*DATA FOR PROCESSING*:

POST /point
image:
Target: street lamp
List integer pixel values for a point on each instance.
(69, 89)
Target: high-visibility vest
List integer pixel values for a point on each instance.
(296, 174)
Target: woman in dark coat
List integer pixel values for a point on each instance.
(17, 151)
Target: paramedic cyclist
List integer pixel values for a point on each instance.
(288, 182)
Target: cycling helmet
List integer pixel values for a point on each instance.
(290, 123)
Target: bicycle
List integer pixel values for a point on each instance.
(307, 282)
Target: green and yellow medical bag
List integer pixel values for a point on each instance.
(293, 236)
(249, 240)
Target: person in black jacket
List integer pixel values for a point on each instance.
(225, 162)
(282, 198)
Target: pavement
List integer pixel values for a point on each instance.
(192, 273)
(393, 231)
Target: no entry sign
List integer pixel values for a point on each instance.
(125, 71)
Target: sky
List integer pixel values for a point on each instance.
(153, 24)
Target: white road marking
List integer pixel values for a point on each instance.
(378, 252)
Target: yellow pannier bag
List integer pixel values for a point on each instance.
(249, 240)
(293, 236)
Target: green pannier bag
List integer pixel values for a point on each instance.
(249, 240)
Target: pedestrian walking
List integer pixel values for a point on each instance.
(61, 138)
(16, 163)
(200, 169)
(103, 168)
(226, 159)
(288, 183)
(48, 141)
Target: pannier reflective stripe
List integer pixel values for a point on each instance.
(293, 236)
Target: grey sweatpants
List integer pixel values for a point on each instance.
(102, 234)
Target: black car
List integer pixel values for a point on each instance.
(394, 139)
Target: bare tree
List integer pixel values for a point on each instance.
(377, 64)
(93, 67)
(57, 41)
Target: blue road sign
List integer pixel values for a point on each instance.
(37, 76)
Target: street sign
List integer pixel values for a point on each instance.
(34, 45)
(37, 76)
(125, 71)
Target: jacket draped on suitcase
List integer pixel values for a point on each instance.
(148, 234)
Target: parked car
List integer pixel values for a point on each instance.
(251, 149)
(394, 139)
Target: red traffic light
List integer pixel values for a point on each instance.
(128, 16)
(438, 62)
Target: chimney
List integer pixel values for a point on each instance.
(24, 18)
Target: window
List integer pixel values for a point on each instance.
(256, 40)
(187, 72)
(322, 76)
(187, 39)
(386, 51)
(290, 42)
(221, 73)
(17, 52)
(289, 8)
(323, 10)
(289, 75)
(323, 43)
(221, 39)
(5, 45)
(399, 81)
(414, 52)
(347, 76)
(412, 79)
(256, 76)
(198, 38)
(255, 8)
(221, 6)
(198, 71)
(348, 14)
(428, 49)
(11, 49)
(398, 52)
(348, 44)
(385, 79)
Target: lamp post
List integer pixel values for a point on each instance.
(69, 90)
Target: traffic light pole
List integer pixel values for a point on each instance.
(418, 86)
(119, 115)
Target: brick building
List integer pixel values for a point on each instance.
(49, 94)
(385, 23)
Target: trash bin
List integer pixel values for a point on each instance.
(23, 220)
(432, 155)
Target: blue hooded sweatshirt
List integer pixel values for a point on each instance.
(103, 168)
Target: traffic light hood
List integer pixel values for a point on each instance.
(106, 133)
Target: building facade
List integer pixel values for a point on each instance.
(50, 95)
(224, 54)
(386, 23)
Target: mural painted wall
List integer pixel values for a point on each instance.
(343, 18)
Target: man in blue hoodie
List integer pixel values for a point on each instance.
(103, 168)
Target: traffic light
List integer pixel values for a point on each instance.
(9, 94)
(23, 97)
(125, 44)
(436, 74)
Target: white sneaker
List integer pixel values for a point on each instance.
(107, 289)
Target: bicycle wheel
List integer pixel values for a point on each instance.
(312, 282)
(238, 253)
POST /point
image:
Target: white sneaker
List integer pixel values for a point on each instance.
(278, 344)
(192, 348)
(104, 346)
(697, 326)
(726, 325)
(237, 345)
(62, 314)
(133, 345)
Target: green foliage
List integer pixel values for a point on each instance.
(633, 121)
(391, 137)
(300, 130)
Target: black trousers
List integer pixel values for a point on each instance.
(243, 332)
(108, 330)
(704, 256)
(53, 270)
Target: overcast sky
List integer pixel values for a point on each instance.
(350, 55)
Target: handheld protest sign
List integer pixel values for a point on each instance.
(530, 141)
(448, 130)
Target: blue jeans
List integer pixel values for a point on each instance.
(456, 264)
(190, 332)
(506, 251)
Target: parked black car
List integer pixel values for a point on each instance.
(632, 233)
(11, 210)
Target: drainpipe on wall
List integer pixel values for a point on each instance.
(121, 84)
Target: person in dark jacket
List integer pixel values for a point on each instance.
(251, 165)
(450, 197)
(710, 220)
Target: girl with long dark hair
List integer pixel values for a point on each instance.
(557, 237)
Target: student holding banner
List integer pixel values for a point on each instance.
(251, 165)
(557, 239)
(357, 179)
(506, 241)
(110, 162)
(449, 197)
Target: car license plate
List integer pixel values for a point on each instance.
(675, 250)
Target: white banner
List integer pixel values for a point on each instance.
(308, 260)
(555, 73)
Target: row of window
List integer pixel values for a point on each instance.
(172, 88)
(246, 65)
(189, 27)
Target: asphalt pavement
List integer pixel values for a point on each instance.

*WORK ORDER*: Gather each line from the entries above that includes the word "pannier".

*ANSWER BOX*:
Target: yellow pannier bag
Target: green pannier bag
Target: pannier reflective stripe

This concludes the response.